Collected data
_ _ _
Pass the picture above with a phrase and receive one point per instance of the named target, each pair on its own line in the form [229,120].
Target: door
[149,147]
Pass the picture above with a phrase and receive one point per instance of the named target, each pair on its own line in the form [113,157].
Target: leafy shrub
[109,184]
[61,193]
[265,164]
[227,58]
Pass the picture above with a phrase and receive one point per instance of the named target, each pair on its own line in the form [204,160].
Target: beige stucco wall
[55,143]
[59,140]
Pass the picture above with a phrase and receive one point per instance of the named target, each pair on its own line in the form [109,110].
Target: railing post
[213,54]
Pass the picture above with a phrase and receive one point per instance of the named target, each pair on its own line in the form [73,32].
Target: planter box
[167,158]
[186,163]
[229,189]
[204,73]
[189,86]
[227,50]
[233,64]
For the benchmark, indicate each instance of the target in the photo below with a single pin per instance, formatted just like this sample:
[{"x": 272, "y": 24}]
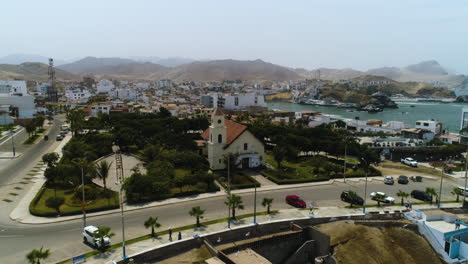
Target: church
_ _ _
◆ TO DO
Reproduce verbatim the lines of the records from the line containing "the form [73,32]." through the final line, both included, and omit the pictures from your output.

◆ TASK RESULT
Pass the picture above with a phrase and receive one point per instance of the named target, each pair on its own line in the form [73,32].
Target: planter box
[167,158]
[186,163]
[229,189]
[204,73]
[189,86]
[227,50]
[233,64]
For the benchmark, indicate each instance of the target in the photo below with a single pin per instance, formatted just like this sample:
[{"x": 272, "y": 24}]
Target: church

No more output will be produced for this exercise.